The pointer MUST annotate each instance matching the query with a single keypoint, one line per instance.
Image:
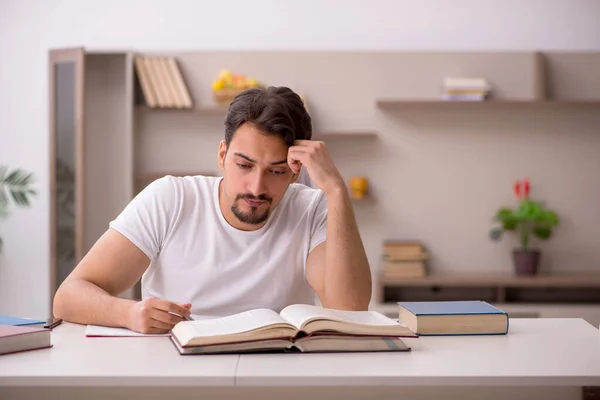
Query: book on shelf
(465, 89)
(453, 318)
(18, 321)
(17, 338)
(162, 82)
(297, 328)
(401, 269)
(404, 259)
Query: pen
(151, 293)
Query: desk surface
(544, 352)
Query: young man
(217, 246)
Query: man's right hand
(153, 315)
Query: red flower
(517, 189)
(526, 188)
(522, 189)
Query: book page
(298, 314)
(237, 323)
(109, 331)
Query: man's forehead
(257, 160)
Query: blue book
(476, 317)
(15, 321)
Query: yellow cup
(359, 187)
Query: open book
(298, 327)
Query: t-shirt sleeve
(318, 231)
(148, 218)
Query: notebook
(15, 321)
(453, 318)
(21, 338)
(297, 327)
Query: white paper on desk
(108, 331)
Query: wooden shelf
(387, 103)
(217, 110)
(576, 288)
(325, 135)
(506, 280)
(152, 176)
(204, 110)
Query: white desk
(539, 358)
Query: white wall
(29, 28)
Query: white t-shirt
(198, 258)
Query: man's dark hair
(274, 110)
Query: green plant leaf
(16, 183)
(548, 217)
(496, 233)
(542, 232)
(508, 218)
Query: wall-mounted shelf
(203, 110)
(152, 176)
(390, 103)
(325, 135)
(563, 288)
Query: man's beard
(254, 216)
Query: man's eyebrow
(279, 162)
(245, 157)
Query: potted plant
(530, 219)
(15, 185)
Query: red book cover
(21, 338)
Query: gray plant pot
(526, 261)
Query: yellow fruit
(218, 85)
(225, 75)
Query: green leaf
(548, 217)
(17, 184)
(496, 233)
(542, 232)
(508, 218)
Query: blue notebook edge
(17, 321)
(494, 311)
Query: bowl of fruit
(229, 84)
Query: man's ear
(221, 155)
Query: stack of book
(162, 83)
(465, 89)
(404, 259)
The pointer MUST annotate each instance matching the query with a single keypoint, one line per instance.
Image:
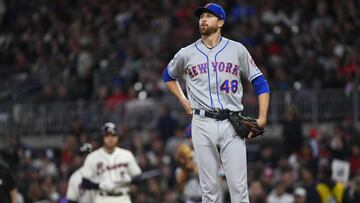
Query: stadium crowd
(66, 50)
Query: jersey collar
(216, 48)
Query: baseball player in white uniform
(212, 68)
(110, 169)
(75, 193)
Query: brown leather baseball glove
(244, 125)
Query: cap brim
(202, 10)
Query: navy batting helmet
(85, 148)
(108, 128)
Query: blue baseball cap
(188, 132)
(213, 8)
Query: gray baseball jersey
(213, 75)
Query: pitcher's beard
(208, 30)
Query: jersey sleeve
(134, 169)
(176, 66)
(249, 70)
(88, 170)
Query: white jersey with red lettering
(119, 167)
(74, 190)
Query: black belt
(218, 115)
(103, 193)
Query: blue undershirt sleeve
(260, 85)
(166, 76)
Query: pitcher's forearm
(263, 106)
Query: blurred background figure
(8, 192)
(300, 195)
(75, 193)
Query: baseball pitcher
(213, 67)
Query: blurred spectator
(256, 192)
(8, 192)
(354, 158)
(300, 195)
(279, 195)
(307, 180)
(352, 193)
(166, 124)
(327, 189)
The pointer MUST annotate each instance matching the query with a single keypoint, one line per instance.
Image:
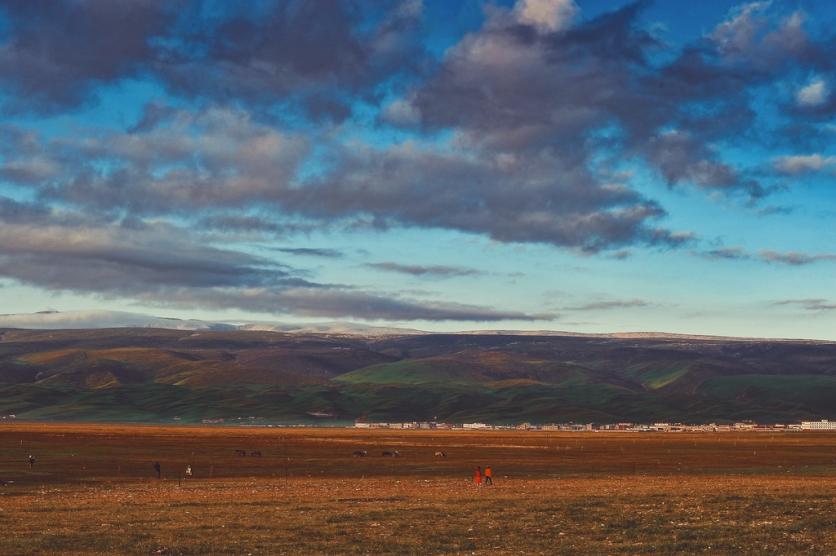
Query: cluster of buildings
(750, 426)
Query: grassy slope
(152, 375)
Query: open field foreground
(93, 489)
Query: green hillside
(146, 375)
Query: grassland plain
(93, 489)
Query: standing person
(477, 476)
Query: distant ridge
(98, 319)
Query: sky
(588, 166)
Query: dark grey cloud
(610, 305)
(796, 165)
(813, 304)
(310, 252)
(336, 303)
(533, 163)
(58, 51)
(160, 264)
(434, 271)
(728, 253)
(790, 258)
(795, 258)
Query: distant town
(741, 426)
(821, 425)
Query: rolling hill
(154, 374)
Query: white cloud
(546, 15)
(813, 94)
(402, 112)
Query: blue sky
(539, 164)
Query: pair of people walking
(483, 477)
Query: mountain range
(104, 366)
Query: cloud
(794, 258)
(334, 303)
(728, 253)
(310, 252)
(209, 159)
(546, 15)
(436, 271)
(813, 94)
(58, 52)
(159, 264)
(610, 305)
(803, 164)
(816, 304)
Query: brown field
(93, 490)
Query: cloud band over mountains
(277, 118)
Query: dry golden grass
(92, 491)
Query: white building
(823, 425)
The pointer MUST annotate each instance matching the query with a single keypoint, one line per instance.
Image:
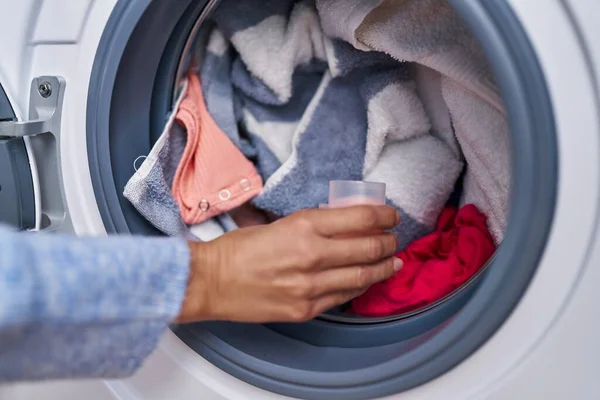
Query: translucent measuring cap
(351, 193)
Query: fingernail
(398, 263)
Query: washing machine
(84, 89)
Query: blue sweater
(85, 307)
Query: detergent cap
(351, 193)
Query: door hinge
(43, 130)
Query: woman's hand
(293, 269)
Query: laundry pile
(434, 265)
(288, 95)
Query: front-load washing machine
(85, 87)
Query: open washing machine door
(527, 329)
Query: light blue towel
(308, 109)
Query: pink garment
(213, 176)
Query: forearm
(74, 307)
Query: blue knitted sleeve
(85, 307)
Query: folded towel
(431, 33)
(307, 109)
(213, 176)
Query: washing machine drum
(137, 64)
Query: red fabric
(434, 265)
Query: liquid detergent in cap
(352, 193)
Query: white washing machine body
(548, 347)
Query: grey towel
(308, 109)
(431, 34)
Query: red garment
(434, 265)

## EXERCISE DIRECTIONS
Quote the data exactly, leaving every image out of the copy.

## RESPONSE FOR THIS EXERCISE
The pointer MUST annotate each instance matching the query with a single keypoint, one line per instance.
Image:
Query: book on shelf
(465, 89)
(453, 318)
(18, 321)
(17, 338)
(162, 82)
(297, 328)
(401, 269)
(404, 259)
Query: pen
(151, 293)
Query: desk surface
(544, 352)
Query: young man
(217, 246)
Query: man's right hand
(153, 315)
Query: red flower
(517, 189)
(526, 188)
(522, 189)
Query: book page
(298, 314)
(237, 323)
(109, 331)
Query: man's forehead
(257, 160)
Query: blue book
(476, 317)
(15, 321)
Query: yellow cup
(359, 187)
Query: open book
(298, 327)
Query: t-shirt sleeve
(318, 231)
(148, 218)
Query: notebook
(15, 321)
(453, 318)
(21, 338)
(297, 327)
Query: white paper on desk
(108, 331)
Query: wooden shelf
(387, 103)
(217, 110)
(576, 288)
(325, 135)
(506, 280)
(152, 176)
(204, 110)
Query: white desk
(539, 358)
Query: white wall
(29, 28)
Query: white t-shirt
(198, 258)
Query: man's dark hair
(274, 110)
Query: green plant leaf
(16, 183)
(548, 217)
(496, 233)
(542, 232)
(508, 218)
Query: wall-mounted shelf
(203, 110)
(152, 176)
(390, 103)
(325, 135)
(563, 288)
Query: man's beard
(254, 216)
Query: man's eyebrow
(279, 162)
(245, 157)
Query: potted plant
(530, 219)
(15, 185)
Query: red book cover
(21, 338)
Query: gray plant pot
(526, 261)
Query: yellow fruit
(218, 85)
(225, 75)
Query: green leaf
(548, 217)
(17, 184)
(496, 233)
(542, 232)
(508, 218)
Query: blue notebook edge
(17, 321)
(494, 311)
Query: bowl of fruit
(229, 84)
Query: man's ear
(221, 155)
Query: stack of book
(162, 83)
(465, 89)
(404, 259)
The pointer MUST annotate each instance matching the query with a single keypoint, one line per instance.
Image:
Query: stadium crowd
(66, 50)
Query: jersey collar
(216, 48)
Query: baseball player in white uniform
(212, 68)
(110, 169)
(75, 193)
Query: brown leather baseball glove
(244, 125)
Query: cap brim
(202, 10)
Query: navy batting helmet
(85, 148)
(108, 128)
Query: blue baseball cap
(188, 132)
(213, 8)
Query: gray baseball jersey
(213, 75)
Query: pitcher's beard
(208, 30)
Query: jersey sleeve
(134, 169)
(176, 66)
(249, 70)
(88, 170)
Query: white jersey with red lettering
(119, 167)
(74, 190)
Query: black belt
(218, 115)
(103, 193)
Query: blue undershirt sleeve
(260, 85)
(166, 76)
Query: pitcher's forearm
(263, 106)
Query: blurred background figure
(8, 192)
(300, 195)
(75, 193)
Query: baseball pitcher
(213, 67)
Query: blurred spectator
(256, 192)
(8, 192)
(354, 158)
(300, 195)
(279, 195)
(307, 180)
(352, 193)
(166, 124)
(327, 189)
The pointer MUST annotate each instance matching the query with a single keypoint, one line per instance.
Image:
Query: cluster of buildings
(750, 426)
Query: grassy slope
(152, 375)
Query: open field foreground
(93, 489)
Query: green hillside
(146, 375)
Query: grassland plain
(93, 489)
Query: standing person
(477, 476)
Query: distant ridge
(98, 319)
Query: sky
(588, 166)
Query: dark grey cloud
(610, 305)
(796, 165)
(813, 304)
(310, 252)
(336, 303)
(533, 163)
(58, 51)
(160, 264)
(434, 271)
(728, 253)
(790, 258)
(795, 258)
Query: distant town
(741, 426)
(821, 425)
Query: rolling hill
(154, 374)
Query: white cloud
(546, 15)
(813, 94)
(402, 112)
Query: blue sky
(539, 164)
Query: pair of people walking
(483, 477)
Query: mountain range
(104, 366)
Query: cloud
(794, 258)
(334, 303)
(728, 253)
(310, 252)
(209, 159)
(546, 15)
(436, 271)
(813, 94)
(58, 52)
(159, 264)
(610, 305)
(803, 164)
(816, 304)
Query: brown field
(93, 490)
Query: cloud band over mountains
(277, 118)
Query: dry golden grass
(92, 491)
Query: white building
(823, 425)
The pointer MUST annotate each instance matching the query with a single keypoint, one line per instance.
Image:
Query: translucent measuring cap
(351, 193)
Query: fingernail
(398, 263)
Query: washing machine
(84, 89)
Query: blue sweater
(85, 307)
Query: detergent cap
(351, 193)
Query: door hinge
(43, 130)
Query: woman's hand
(293, 269)
Query: laundry pile
(434, 265)
(288, 95)
Query: front-load washing machine
(85, 87)
Query: open washing machine door
(527, 329)
Query: light blue towel
(308, 109)
Query: pink garment
(213, 176)
Query: forearm
(74, 307)
Query: blue knitted sleeve
(85, 307)
Query: folded towel
(431, 33)
(307, 109)
(213, 176)
Query: washing machine drum
(137, 64)
Query: red fabric
(434, 265)
Query: liquid detergent in cap
(352, 193)
Query: white washing machine body
(548, 347)
Query: grey towel
(308, 109)
(431, 34)
Query: red garment
(434, 265)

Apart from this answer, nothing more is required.